Começou mal: presidente do Senado quer aprovar auxílio sem contrapartidas
Esse é um filme que o Brasil já viu antes e só pode acabar em tragédia
Um dos conceitos que o ministro da Economia, Paulo Guedes, defende como marca de sua gestão está resumido na frase “Mais Brasil, menos Brasília”. Na prática, isso aconteceria de duas formas. A primeira seria fazer com que a economia dependesse menos dos investimentos do governo federal, substituídos por recursos da iniciativa privada. A outra seria aumentar a autonomia de estados e municípios. Essa última parte tinha as digitais de Mansueto Almeida, que foi secretário do Tesouro Nacional até o meio do ano passado. Era de tal forma identificada com seu autor que a proposta de ajuda aos entes da federação em dificuldades, desde que respeitados alguns preceitos de responsabilidade, acabou agrupada em um pacote de medidas apelidado de Plano Mansueto.
Nas últimas semanas, o senador Marcio Bittar (MDB-AC), relator de duas Propostas de Emenda Constitucional (PEC) essenciais para o país, a Emergencial e a do Pacto Federativo, encontrou uma possibilidade de fazer o projeto, até então dormente, andar. Ele retirou o chamado Plano Mansueto da PEC do Pacto Federativo — que trata da relação entre a União e os entes federativos — e o incluiu na PEC Emergencial, que está sendo tratada com caráter de urgência no Congresso, uma vez que permitirá a volta do pagamento do auxílio emergencial. Como condicionante ao retorno do benefício social, Guedes e sua equipe estipularam um limite de gasto de aproximadamente 30 bilhões de reais e incluíram contrapartidas com o estabelecimento de compromissos de cortes nos gastos governamentais.
Como toda medida que busca garantir freios e contrapesos à gastança desenfreada, a PEC Emergencial acabou se tornando alvo de polêmica e acirrados debates nos últimos dias. Com o relator Bittar acompanhando o presidente Jair Bolsonaro em uma viagem ao Acre na última quarta-feira, 24, o presidente do Senado, Rodrigo Pacheco, costurou — equivocadamente — um acordo com as lideranças partidárias que permitisse simplificações no projeto, para que seu escopo se restringisse basicamente à volta do auxílio. Por essa proposta, o Plano Mansueto seria excluído porque as desvinculações que prevê — de gastos obrigatórios mínimos com saúde e educação — enfrentam resistência entre os parlamentares. A proposta original inclui o fim da obrigatoriedade de a União gastar 18% da receita com educação e 15% com saúde, enquanto estados e municípios têm de arcar com, no mínimo, 25% e 12% dos investimentos, respectivamente, nas duas áreas. Outro ponto importante defendido pelo ex-secretário do Tesouro é a criação de um sistema de pontuação que indique a situação de crédito de estados que, mesmo em dificuldades, possam obter empréstimos do governo federal. Desde que, obviamente, se comprometam a adotar medidas de ajustes fiscais.

Dados fornecidos —
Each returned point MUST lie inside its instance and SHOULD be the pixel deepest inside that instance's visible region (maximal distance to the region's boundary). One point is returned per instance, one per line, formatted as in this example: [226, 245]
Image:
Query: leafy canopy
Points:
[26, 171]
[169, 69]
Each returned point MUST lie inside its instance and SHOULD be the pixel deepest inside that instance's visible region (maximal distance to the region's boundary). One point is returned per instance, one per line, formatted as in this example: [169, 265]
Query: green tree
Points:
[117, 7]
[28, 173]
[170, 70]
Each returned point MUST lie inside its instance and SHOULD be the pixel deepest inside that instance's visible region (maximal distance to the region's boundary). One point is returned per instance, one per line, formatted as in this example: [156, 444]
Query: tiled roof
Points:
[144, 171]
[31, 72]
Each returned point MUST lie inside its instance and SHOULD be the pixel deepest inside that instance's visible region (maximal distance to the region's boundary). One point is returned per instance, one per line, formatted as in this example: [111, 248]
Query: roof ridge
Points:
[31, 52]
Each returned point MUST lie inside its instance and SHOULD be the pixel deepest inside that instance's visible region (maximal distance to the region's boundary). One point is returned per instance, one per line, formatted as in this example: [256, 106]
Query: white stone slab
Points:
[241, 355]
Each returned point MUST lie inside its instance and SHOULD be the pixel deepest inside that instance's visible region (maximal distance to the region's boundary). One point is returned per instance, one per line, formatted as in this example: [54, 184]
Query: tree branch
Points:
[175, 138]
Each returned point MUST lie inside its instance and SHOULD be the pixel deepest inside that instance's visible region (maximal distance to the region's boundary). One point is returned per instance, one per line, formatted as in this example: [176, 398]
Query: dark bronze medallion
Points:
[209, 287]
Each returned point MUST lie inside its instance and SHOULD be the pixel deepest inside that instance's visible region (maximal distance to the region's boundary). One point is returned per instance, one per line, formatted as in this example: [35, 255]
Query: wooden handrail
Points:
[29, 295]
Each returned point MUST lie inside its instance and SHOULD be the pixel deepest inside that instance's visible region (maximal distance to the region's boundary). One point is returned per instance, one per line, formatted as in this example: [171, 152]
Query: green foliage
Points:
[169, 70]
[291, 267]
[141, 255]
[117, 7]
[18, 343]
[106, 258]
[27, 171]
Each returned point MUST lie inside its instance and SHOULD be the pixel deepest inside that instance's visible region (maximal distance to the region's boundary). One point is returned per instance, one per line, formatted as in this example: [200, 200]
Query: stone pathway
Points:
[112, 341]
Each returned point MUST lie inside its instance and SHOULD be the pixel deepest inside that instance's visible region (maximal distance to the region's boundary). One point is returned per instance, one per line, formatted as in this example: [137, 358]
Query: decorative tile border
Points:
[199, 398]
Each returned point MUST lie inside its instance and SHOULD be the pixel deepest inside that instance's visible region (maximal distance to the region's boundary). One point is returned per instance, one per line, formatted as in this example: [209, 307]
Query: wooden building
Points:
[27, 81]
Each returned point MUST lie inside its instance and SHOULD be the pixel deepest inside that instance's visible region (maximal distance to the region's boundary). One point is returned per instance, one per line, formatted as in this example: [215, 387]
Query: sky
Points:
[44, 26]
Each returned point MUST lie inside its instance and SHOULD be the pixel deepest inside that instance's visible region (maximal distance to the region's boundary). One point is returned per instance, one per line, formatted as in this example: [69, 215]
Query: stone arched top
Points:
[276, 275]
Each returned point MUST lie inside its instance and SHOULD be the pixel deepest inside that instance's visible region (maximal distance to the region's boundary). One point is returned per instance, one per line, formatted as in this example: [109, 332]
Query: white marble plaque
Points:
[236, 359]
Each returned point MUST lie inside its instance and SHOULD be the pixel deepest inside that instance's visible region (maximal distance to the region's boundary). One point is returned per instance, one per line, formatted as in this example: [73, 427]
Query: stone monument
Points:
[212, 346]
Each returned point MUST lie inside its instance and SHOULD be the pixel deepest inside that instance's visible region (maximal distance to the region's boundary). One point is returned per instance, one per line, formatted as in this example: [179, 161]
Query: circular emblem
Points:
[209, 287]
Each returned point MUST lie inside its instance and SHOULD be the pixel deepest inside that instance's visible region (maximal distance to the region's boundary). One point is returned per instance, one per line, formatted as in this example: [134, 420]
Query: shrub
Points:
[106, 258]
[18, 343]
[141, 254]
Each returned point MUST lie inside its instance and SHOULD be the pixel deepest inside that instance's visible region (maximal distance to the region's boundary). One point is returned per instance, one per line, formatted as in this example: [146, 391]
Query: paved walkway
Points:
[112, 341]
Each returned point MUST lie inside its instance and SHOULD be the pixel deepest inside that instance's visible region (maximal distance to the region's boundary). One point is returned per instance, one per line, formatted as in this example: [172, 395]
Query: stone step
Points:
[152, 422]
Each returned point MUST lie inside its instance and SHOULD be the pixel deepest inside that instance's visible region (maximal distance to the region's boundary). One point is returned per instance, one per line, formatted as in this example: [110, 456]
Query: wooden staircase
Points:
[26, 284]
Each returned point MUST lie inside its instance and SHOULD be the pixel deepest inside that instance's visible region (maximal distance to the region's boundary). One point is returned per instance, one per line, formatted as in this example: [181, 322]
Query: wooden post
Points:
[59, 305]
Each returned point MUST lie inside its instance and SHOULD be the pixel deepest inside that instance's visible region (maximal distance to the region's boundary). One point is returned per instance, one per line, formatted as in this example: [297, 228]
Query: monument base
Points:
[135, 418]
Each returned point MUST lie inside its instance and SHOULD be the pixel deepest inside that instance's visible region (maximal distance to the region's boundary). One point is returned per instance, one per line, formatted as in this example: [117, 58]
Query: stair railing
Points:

Enunciado A —
Responda, com base no trecho sobre a PEC Emergencial:
(i) Até quando Mansueto Almeida foi secretário do Tesouro Nacional?
(ii) Qual limite de gasto Guedes e sua equipe estipularam como condicionante ao retorno do auxílio emergencial?
(iii) Com que percentuais mínimos estados e municípios têm de arcar em educação e saúde, respectivamente?
Enunciado B —
Transcreva do trecho sobre a PEC Emergencial a parte que começa em "Nas últimas semanas, o" e segue até "nos gastos governamentais.".

Resposta A —
(i) Até o meio do ano passado.
(ii) Aproximadamente 30 bilhões de reais.
(iii) No mínimo 25% em educação e 12% em saúde.

Resposta B —
Nas últimas semanas, o senador Marcio Bittar (MDB-AC), relator de duas Propostas de Emenda Constitucional (PEC) essenciais para o país, a Emergencial e a do Pacto Federativo, encontrou uma possibilidade de fazer o projeto, até então dormente, andar. Ele retirou o chamado Plano Mansueto da PEC do Pacto Federativo — que trata da relação entre a União e os entes federativos — e o incluiu na PEC Emergencial, que está sendo tratada com caráter de urgência no Congresso, uma vez que permitirá a volta do pagamento do auxílio emergencial. Como condicionante ao retorno do benefício social, Guedes e sua equipe estipularam um limite de gasto de aproximadamente 30 bilhões de reais e incluíram contrapartidas com o estabelecimento de compromissos de cortes nos gastos governamentais.